El tren: apoteosis del ferroviario

Cartel original de El trenNo solo soy un apasionado usuario del tren, sino además un entusiasta de este vehículo como escenario de una ficción, en especial de una película: la atmósfera de claustrofobia que depara el espacio cerrado o la armonía visual de esa unión de líneas rectas que conforman el universo ferroviario han dado lugar a muchos clásicos en la memoria de todos. No puedo dejar de recordar Alarma en el expreso (1938), de Hitchcock, el prototipo de thriller de suspense a bordo de un tren; Pociag (1959), también conocida por su título internacional de Tren nocturno, del polaco Jerzy Kawalerowicz, por la espléndida atmósfera existencial que extrae de esas vidas cruzadas que componen los viajeros; o Pánico en el Transiberiano (1973), del español Eugenio Martín, entrañable demostración de cómo el tren es un estupendo lugar para el terror. Todas esas películas, sin embargo, exploran el tren en su interior: se desarrollan, ante todo, dentro de sus vagones, componiendo un mosaico humano con sus pasajeros, complaciéndose en la exploración del espacio cerrado. Sin embargo, el tren también admite una mirada exterior: sobre esas rectas paralelas, infinitas, que marcan su camino, sobre la estampa serpentina que adquiere vista desde el aire, sobre la máquina que lo conduce, esa entrañable locomotora de los días gloriosos del carbón y el vapor. Por tanto, no trata sobre los pasajeros sino sobre quienes los conducen a quién sabe dónde: los ferroviarios. Y hay una película que viene a suponer una apoteosis del ferroviario y del tren como «animal metálico» (en el Far West —lo sabemos, claro, por el cine— los indios lo llamaban el «caballo de hierro»). No podía llamarse sino El tren (1964). Se trata de un film bélico (o de aventuras bélicas, si se prefiere) situado en los días finales de la ocupación francesa y, como el buen cine-espectáculo del Hollywood de otrora, busca compaginar el atractivo de una trama plagada de incidencias con el propósito de reflexión trascendente. Pero por encima de todo, como indico, es un emocionado homenaje al tren.

[Registros de una colección]
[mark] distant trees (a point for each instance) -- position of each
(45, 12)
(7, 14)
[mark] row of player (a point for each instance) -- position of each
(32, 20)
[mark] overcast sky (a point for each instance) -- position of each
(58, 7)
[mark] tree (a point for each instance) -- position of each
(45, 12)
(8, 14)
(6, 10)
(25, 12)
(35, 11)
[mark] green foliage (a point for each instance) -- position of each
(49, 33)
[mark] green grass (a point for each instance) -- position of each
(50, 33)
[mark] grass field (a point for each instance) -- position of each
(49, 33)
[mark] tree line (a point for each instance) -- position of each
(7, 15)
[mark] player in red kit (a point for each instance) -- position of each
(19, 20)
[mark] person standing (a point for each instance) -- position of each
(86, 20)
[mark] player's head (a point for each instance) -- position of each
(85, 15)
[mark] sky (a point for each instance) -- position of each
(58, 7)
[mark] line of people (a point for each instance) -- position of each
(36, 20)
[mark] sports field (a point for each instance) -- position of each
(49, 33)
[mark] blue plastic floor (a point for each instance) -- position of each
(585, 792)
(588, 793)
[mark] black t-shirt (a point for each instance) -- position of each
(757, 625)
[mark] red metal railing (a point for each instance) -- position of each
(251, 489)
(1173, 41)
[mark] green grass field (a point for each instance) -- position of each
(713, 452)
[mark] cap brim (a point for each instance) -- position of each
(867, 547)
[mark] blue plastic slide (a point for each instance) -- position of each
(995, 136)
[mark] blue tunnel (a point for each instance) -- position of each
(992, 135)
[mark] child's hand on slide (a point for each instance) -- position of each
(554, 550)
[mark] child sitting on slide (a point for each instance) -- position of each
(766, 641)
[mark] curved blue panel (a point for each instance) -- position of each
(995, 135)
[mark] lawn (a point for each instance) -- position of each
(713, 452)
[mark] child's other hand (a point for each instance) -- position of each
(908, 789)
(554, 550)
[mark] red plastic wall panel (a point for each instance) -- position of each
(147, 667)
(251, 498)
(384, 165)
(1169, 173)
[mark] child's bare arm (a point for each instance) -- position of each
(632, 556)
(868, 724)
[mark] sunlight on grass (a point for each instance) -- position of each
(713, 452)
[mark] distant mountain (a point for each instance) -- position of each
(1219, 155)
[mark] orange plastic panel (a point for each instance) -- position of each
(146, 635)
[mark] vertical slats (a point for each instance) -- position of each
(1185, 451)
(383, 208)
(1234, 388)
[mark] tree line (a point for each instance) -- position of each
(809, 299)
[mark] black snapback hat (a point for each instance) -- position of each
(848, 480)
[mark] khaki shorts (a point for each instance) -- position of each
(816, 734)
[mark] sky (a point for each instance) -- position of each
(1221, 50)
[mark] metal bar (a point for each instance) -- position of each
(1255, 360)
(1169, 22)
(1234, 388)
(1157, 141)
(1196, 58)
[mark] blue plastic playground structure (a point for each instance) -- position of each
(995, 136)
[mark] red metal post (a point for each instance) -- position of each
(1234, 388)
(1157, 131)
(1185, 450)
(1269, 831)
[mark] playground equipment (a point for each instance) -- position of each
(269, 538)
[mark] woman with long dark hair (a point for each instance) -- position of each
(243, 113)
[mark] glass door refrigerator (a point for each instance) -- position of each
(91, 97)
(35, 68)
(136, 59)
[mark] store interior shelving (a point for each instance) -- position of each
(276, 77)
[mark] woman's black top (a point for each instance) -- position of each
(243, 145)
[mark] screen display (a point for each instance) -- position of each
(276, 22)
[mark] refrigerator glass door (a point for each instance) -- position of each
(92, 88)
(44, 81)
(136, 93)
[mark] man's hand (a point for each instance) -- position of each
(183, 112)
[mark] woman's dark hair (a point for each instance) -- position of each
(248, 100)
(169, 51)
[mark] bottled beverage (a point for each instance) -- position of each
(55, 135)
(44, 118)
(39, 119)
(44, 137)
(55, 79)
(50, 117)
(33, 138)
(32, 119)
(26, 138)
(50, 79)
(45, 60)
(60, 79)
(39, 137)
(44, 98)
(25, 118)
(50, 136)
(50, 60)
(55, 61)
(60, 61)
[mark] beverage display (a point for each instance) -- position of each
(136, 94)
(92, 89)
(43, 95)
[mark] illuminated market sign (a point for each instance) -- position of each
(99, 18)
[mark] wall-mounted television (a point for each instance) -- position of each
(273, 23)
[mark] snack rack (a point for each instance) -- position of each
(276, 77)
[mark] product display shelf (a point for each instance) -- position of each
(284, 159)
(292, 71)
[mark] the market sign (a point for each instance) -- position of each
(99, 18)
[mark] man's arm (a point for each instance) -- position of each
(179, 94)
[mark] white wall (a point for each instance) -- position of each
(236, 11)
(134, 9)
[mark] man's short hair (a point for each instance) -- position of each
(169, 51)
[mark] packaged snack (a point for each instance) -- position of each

_PROBLEMAS POR RESOLVER_
**A)** Traduce al inglés esta oración del fragmento sobre el cine de trenes: "No podía llamarse sino El tren (1964)."
**B)** Por favor, enumera todas las películas que nombra el fragmento sobre el cine de trenes, una vez cada una, con el año que figura entre paréntesis.
**C)** Escribe la continuación del fragmento sobre el cine de trenes a partir de su última oración.
No hace falta consultar las filas.

_RESULTADOS_
**A)** It could only be called The Train (1964).

**B)**
Alarma en el expreso (1938)
Pociag (1959)
Pánico en el Transiberiano (1973)
El tren (1964)

**C)**
El film pertenece a un claro contexto: la edad de oro del cine bélico como gran espectáculo cinematográfico durante la década de los 60. Aun cuando en los años 50 ya puede hablarse de precedentes como El puente sobre el río Kwai (1957, David Lean), seguramente fuera el enorme éxito de Los cañones de Navarone (1961), del injustamente menospreciado realizador británico J. Lee Thompson, el que abriera la espita a todas las demás producciones cuyos argumentos versan sobre misiones más o menos suicidas de un dispar grupo de combatientes (la más famosa de todas ellas sería Doce del patíbulo). El tren había sido un proyecto inicialmente entregado al director Arthur Penn. Sin embargo, su «visión» chocó con la de su gran estrella protagonista, Burt Lancaster, siendo despedido y reemplazado por John Frankenheimer, que ya le había dirigido en tres películas, entre ellas El hombre de Alcatraz y Siete días de mayo.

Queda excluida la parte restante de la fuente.